◆ **WHAT YOU SHOULD DO**
Copy the lines below, putting "central point" wherever "innermost point" appears and leaving everything else as it is.

**********

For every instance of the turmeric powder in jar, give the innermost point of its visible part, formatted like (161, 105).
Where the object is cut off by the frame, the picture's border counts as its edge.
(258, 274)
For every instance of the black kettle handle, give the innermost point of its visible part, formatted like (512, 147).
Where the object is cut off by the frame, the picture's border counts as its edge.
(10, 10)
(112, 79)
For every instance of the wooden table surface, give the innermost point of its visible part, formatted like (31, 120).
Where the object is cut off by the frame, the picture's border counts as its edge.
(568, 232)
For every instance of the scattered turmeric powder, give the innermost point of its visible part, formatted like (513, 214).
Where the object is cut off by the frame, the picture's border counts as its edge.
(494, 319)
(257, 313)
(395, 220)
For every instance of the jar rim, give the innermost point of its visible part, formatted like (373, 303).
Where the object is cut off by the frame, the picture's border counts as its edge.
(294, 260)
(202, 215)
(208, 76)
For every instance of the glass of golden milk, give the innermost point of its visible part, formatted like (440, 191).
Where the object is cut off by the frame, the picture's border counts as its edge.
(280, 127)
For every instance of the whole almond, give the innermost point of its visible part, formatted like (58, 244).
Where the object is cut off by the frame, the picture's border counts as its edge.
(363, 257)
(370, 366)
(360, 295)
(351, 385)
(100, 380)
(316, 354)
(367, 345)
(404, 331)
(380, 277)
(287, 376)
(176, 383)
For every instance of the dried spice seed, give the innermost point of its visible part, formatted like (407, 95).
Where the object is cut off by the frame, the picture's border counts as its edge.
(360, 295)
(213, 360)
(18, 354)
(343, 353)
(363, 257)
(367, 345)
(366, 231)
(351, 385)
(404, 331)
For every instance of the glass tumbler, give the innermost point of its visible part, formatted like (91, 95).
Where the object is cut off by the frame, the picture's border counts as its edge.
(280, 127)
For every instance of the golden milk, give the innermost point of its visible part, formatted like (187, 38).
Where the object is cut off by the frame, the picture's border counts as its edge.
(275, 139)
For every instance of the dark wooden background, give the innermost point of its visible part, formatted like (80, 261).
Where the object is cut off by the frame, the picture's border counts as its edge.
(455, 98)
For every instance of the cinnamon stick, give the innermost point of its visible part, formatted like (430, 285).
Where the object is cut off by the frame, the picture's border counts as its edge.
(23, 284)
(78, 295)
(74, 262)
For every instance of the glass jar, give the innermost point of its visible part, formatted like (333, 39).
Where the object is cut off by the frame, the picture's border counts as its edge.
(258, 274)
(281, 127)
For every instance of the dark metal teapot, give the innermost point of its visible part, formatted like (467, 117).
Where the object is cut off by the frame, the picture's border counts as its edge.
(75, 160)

**********

◆ **RIGHT ANSWER**
For every instance of the turmeric powder in jar, give the central point of its visible part, formatted like (161, 105).
Where the object is cut off by the frame, the picture's border counts as its edge.
(258, 274)
For every instance of the black kettle handle, give the central point of its visible part, formatted like (512, 147).
Where the object is cut off by the frame, the picture's border counts as its edge.
(10, 10)
(112, 79)
For every instance of the wooden table surface, give the central point of its visible part, formatted like (31, 120).
Where the object is cut off by the frame, the picture's border counts as its edge.
(568, 232)
For every instance of the scattered turmeric powder, give the central point of its visible part, formatted like (513, 214).
Where the object is cut off by the frame, the picture's border counts as its edge.
(494, 319)
(257, 313)
(395, 220)
For every instance of the jar rim, give the central point of its visible part, formatted like (373, 303).
Where the object is cut off by the frame, the picture's border counts as its edge.
(294, 260)
(202, 215)
(208, 76)
For every instance of the glass of golden milk, give the central point of its visible part, formatted like (440, 191).
Where the object is cut off by the frame, the picture's border counts as its edge.
(280, 127)
For every instance of the whole almond, give the central point of its visible part, formatted like (58, 244).
Where the object is cut off by the frame, the picture's border counts as its edge.
(363, 257)
(370, 366)
(360, 295)
(351, 385)
(100, 380)
(316, 354)
(367, 345)
(404, 331)
(380, 277)
(287, 376)
(176, 383)
For every instance of the dried spice seed, give the central point of its visible part, formatted like (407, 95).
Where the object is cut off by the frame, the picture's border counts as its edge.
(360, 295)
(213, 360)
(18, 354)
(343, 353)
(363, 257)
(367, 345)
(366, 231)
(351, 385)
(404, 331)
For every instance of the glass tumbler, give the central point of its visible part, formatted like (91, 95).
Where the object is cut off by the frame, the picture's border counts as its edge.
(280, 127)
For every instance of the golden milk, give the central point of its visible part, formatted like (187, 38).
Where the object is cut off by the frame, the picture's border counts as its edge.
(275, 139)
For every instance of the dark wooden background, give the central point of its visible part, formatted like (80, 261).
Where the object is cut off by the frame, the picture's border counts as its edge.
(455, 98)
For every instance of the cinnamon stick, give the central point of its visible part, formatted like (430, 285).
Where the object is cut off by the frame, the picture's border counts as its edge.
(23, 284)
(78, 295)
(74, 262)
For every instance of the glass jar, give the central point of its visible part, formatted like (333, 39).
Where the object is cut off by the frame, the picture's border counts as its edge.
(258, 274)
(281, 127)
For every instance of the dark metal teapot, give the central point of its visible part, formatted like (467, 117).
Where the object is cut off by the frame, the picture's border counts as its edge.
(75, 160)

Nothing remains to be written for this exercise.